• _Input for this task_:
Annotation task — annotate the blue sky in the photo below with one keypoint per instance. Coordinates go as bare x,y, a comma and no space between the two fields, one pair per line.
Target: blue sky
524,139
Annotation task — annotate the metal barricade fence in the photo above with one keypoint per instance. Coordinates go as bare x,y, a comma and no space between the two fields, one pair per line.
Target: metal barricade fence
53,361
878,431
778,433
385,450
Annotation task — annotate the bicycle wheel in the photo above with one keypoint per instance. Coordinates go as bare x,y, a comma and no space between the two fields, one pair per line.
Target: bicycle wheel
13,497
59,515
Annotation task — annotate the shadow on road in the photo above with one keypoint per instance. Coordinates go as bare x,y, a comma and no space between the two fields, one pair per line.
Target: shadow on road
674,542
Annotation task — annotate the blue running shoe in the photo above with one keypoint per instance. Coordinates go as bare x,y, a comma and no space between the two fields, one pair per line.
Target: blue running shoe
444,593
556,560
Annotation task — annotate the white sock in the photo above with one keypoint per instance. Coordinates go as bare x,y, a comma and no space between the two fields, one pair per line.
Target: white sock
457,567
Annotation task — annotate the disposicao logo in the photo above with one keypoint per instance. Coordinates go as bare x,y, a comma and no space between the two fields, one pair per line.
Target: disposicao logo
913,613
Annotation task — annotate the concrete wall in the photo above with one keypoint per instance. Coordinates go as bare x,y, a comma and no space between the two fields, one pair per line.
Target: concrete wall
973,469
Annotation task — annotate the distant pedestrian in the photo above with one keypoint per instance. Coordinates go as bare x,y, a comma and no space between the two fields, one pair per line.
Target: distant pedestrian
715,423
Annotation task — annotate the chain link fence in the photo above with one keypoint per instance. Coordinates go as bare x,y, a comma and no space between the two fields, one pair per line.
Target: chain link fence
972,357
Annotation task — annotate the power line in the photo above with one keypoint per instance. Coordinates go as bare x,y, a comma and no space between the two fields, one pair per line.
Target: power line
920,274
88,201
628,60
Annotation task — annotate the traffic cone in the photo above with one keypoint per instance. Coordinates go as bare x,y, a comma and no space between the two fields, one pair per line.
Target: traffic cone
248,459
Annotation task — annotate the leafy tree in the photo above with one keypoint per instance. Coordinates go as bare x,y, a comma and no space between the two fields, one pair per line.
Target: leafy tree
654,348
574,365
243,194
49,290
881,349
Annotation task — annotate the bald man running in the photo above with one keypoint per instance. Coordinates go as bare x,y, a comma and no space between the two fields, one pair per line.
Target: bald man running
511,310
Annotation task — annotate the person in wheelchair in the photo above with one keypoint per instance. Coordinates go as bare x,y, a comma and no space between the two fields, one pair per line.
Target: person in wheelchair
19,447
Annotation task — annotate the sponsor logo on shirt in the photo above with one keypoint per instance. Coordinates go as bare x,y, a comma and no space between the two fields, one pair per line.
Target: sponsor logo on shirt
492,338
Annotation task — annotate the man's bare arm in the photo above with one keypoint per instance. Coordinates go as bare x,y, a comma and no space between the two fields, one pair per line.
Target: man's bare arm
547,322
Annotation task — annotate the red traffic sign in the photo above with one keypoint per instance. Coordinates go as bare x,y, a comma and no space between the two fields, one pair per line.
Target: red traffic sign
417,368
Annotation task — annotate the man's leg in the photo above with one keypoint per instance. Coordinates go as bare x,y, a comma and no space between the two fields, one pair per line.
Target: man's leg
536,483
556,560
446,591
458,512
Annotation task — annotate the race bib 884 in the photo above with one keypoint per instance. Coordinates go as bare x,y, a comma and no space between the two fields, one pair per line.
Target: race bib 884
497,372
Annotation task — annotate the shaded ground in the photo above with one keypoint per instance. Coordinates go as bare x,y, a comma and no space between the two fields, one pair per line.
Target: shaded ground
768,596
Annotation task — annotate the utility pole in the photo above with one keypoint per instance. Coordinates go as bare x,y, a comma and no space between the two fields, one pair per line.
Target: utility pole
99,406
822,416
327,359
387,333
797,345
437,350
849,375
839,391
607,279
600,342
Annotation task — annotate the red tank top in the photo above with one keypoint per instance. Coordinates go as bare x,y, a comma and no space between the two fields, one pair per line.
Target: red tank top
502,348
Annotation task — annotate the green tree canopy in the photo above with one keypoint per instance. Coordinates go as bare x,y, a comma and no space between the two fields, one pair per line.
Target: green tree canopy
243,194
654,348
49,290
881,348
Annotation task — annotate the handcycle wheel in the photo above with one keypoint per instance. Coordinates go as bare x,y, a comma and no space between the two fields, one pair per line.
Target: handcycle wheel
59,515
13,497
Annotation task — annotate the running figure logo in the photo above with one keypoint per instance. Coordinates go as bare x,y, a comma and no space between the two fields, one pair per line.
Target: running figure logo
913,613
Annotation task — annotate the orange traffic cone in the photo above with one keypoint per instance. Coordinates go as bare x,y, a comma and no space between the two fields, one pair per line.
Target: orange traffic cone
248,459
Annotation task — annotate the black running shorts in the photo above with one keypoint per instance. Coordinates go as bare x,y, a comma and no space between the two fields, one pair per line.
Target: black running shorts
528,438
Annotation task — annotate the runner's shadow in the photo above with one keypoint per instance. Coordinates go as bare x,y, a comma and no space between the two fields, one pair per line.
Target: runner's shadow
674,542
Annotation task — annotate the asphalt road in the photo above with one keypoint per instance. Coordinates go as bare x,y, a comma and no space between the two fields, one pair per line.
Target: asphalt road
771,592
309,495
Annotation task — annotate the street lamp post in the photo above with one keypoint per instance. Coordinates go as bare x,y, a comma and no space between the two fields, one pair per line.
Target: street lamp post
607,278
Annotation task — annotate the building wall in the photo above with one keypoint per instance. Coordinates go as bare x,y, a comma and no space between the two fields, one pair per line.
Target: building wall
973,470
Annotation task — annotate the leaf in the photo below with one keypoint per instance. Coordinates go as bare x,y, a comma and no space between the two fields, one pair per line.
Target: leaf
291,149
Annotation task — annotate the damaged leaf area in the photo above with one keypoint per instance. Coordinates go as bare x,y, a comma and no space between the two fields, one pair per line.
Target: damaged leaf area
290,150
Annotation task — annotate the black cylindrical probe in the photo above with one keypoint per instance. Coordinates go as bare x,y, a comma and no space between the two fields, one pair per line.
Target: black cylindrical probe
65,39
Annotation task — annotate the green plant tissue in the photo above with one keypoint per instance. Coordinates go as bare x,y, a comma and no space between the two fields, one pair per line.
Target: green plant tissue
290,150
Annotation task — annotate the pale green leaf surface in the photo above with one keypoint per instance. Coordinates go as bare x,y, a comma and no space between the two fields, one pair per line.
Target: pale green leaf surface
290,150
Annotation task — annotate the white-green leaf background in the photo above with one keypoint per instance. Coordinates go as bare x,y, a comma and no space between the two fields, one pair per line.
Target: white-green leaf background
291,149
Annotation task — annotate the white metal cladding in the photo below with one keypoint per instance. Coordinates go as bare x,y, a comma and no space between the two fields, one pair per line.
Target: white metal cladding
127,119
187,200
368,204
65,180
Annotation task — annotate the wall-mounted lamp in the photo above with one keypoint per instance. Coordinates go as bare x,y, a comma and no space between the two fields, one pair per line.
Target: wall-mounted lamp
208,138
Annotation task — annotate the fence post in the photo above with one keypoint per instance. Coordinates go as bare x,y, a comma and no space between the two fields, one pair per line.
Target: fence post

• _Exercise instructions_: Each line in the listing above that includes "below" is to be copied.

• _Exercise response_:
Annotation task — annotate the blue sky in the photo below with one keypoint per instance. Coordinates go as bare x,y, a comma and no space between the two fields, one pair per line.
Annotation task — annotate the leaf in the photo below with one keypoint per instance. Coordinates go as bare x,y, a comma and no space between the two fields, one pair per line.
Annotation task — annotate the white metal cladding in the photo below with one keypoint per instance. Coordinates go as bare x,y, a comma and no space between the two fields, one pair per line.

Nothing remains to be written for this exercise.